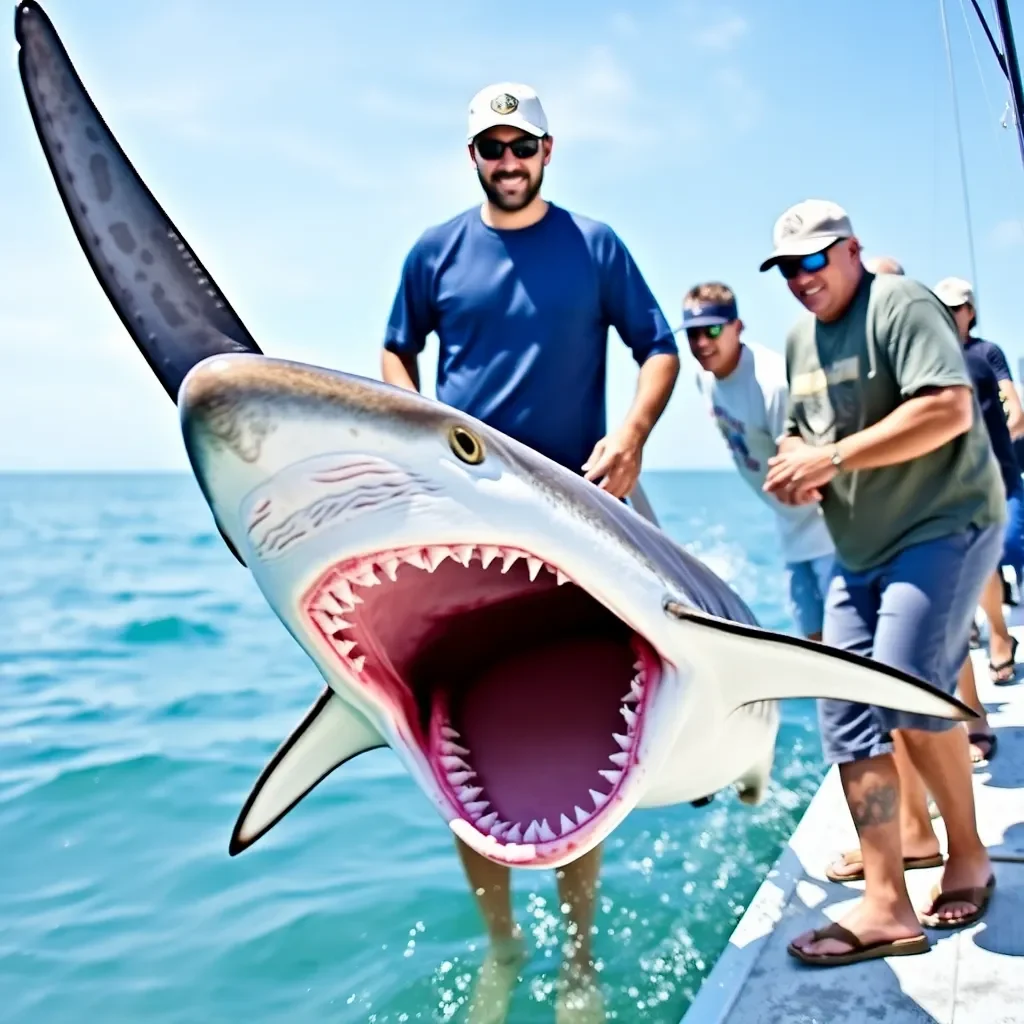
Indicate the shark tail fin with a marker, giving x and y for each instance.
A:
==
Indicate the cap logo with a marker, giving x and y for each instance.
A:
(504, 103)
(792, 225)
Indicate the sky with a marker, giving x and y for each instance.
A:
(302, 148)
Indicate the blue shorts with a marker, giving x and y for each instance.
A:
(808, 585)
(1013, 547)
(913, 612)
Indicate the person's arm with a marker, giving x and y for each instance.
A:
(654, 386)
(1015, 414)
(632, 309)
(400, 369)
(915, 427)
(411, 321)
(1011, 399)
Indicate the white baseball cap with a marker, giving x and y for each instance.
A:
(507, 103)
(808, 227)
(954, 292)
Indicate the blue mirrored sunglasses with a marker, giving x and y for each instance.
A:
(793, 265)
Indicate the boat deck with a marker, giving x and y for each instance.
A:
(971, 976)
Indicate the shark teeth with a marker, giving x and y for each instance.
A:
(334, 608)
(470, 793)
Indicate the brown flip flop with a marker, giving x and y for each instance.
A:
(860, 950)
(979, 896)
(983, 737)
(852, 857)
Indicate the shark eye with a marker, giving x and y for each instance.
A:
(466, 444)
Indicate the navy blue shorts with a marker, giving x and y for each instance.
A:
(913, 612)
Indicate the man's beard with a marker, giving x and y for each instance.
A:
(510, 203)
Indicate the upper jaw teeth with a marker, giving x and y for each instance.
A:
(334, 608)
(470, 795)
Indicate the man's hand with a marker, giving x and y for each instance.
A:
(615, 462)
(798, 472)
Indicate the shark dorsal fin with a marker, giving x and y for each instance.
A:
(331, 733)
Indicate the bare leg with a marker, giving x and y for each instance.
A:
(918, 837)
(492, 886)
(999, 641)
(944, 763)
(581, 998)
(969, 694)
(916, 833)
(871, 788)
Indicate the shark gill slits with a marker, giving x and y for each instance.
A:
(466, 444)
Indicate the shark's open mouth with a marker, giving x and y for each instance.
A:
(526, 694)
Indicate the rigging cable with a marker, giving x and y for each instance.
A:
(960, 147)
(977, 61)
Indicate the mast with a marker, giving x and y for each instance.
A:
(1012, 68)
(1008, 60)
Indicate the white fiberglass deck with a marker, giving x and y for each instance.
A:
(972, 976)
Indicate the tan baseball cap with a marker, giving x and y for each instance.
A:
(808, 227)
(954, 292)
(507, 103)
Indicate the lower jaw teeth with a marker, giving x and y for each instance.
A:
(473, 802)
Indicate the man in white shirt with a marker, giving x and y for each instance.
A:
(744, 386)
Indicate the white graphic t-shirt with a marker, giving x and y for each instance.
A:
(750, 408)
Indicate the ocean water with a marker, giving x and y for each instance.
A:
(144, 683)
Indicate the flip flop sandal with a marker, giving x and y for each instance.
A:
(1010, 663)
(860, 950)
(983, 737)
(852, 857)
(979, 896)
==
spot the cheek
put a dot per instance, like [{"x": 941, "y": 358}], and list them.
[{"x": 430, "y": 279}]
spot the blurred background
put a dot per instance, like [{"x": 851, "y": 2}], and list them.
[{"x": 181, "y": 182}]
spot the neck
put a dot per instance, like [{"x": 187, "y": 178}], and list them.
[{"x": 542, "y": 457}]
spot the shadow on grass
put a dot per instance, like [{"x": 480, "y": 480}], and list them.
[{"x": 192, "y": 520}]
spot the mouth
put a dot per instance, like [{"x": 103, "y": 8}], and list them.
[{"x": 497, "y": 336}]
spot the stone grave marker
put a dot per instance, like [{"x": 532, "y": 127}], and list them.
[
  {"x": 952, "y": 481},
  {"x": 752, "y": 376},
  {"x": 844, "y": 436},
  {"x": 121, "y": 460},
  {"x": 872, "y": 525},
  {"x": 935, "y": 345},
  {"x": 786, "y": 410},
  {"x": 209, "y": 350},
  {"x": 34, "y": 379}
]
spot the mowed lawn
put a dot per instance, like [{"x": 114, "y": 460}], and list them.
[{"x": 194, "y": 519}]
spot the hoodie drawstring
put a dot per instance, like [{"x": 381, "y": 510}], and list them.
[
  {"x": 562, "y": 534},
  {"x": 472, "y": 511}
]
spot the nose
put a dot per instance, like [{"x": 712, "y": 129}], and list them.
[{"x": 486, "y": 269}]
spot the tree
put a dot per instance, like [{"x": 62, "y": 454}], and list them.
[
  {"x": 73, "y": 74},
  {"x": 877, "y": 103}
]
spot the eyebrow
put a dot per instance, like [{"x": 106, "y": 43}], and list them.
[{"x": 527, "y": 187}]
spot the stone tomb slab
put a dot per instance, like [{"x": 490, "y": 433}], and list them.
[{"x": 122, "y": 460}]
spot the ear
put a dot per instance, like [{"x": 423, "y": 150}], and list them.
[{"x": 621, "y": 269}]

THE REQUEST - How many lines in the data above contain the string "teeth", counting only matches with the same capitalization? Reply with the number alone.

ANSWER FOR THIS EXERCISE - 3